======== Given records ========
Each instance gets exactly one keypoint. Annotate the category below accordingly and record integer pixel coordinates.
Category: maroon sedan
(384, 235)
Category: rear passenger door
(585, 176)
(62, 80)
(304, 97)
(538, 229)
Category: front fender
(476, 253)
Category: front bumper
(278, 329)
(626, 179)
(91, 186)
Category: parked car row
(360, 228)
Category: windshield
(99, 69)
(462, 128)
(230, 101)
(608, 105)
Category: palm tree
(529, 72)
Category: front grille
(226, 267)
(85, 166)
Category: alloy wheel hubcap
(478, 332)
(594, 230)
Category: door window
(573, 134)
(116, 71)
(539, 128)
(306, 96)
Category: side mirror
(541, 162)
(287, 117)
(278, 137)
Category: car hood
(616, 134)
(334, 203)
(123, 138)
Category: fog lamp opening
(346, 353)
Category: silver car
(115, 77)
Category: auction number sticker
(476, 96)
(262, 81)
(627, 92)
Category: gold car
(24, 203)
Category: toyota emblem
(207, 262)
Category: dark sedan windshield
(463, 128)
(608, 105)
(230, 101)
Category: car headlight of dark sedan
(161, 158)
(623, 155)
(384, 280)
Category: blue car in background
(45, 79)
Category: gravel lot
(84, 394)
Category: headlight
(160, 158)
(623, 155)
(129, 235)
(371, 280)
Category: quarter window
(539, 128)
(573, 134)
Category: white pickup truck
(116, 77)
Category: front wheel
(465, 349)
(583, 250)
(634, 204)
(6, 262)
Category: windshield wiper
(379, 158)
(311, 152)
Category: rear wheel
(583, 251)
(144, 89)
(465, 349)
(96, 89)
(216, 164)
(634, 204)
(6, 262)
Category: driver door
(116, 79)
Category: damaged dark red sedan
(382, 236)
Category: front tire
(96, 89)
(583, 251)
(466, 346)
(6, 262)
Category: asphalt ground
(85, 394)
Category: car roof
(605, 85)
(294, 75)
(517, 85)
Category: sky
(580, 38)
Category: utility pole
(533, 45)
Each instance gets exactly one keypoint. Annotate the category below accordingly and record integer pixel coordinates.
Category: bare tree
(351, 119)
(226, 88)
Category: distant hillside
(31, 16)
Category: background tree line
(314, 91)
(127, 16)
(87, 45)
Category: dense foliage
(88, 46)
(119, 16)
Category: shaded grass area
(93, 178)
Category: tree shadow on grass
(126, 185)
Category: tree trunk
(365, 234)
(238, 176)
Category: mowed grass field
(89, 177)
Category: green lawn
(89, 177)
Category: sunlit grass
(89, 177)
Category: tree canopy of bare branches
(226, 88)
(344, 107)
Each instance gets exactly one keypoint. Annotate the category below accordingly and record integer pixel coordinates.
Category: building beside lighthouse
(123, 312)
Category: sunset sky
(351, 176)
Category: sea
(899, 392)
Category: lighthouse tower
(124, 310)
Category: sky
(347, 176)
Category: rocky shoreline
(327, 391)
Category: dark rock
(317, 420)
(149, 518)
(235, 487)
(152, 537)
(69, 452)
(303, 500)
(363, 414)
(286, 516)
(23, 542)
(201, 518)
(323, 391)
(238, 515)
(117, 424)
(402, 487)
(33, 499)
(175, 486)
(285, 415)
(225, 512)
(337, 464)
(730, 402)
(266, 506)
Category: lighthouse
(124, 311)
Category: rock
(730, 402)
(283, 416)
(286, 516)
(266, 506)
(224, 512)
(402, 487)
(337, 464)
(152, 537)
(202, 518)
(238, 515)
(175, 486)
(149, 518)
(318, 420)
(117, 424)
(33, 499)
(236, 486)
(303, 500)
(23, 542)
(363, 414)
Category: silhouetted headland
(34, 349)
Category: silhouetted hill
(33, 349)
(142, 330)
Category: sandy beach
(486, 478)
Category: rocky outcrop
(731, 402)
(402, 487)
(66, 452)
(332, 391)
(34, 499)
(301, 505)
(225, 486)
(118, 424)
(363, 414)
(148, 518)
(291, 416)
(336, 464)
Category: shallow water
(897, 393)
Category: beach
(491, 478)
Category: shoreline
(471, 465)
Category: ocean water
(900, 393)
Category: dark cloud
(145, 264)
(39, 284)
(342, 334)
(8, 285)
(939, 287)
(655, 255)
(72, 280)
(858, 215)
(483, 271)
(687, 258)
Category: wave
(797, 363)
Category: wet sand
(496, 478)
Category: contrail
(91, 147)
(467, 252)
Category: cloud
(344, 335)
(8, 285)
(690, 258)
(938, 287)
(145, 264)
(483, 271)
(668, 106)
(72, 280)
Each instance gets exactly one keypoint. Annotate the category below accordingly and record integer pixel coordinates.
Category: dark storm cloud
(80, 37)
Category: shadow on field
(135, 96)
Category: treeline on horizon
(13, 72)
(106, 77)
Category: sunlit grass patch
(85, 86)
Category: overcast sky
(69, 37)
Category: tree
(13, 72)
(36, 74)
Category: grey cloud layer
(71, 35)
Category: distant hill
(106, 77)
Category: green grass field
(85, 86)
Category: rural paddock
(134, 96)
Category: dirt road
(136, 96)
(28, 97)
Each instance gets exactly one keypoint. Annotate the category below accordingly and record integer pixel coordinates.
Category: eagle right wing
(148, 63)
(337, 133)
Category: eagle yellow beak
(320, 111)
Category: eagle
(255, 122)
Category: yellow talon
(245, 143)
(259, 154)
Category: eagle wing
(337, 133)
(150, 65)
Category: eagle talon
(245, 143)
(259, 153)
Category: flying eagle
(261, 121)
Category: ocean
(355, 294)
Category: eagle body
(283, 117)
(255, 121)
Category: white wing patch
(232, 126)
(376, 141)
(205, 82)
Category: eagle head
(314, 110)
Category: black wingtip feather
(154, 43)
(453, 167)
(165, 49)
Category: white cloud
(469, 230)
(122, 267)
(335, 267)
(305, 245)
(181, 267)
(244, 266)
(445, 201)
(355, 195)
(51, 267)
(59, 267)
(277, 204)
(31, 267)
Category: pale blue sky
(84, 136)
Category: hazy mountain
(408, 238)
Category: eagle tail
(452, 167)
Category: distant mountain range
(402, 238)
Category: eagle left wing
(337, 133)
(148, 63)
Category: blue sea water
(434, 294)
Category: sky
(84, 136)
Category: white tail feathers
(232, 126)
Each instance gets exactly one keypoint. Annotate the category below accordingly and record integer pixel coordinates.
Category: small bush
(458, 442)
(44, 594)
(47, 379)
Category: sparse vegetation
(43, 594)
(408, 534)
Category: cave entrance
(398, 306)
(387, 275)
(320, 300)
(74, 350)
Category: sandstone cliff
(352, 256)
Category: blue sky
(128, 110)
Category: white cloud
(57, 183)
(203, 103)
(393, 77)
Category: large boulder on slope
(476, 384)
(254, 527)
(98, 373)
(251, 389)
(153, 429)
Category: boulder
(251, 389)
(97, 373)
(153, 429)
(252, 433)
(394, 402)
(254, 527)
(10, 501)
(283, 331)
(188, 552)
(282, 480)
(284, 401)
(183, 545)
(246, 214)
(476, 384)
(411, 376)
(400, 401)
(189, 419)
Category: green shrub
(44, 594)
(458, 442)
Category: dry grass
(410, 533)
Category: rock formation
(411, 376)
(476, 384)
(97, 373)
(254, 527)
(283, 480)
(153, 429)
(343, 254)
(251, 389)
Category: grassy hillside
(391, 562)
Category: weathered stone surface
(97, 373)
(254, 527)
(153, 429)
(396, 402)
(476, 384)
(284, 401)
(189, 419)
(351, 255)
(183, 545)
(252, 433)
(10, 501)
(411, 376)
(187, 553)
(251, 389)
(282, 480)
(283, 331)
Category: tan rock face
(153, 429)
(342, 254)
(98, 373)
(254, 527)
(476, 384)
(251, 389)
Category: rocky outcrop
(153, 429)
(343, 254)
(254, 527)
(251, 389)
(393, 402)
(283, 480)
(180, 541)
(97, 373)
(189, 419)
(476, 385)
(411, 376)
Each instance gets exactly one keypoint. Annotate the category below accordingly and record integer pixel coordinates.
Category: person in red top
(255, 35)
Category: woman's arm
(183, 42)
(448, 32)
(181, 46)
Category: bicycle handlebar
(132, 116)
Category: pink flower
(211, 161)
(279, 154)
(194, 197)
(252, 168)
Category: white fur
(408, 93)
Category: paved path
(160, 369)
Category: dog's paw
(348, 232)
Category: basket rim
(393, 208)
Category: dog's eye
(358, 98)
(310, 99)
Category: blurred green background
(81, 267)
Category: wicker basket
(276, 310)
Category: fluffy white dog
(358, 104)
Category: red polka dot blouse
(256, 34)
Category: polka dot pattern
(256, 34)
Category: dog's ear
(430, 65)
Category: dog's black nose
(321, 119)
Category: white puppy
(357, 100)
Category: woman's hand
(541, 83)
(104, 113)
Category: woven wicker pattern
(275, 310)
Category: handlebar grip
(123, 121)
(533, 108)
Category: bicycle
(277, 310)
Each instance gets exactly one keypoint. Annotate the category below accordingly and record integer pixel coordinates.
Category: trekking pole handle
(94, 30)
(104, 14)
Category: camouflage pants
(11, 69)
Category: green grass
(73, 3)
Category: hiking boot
========
> _Exercise_
Repeat exactly, and only, the lines from the one containing "Category: woman's arm" through the end of the material.

> _Response to this exercise_
Category: woman's arm
(183, 42)
(448, 32)
(181, 46)
Category: bicycle handlebar
(132, 116)
Category: pink flower
(211, 161)
(279, 154)
(194, 197)
(252, 168)
Category: white fur
(408, 93)
Category: paved path
(160, 369)
Category: dog's paw
(348, 232)
Category: basket rim
(393, 208)
Category: dog's eye
(358, 98)
(310, 99)
Category: blurred green background
(81, 267)
Category: wicker basket
(276, 310)
Category: fluffy white dog
(358, 104)
Category: red polka dot blouse
(256, 34)
Category: polka dot pattern
(256, 34)
Category: dog's ear
(430, 65)
Category: dog's black nose
(321, 119)
Category: white puppy
(357, 100)
Category: woman's hand
(541, 83)
(104, 113)
Category: woven wicker pattern
(275, 310)
Category: handlebar grip
(123, 121)
(533, 108)
Category: bicycle
(277, 310)
Each instance gets exactly one keypoint. Annotate the category below accordingly and record integer pixel coordinates.
Category: trekking pole handle
(94, 30)
(104, 14)
Category: camouflage pants
(11, 69)
Category: green grass
(73, 3)
Category: hiking boot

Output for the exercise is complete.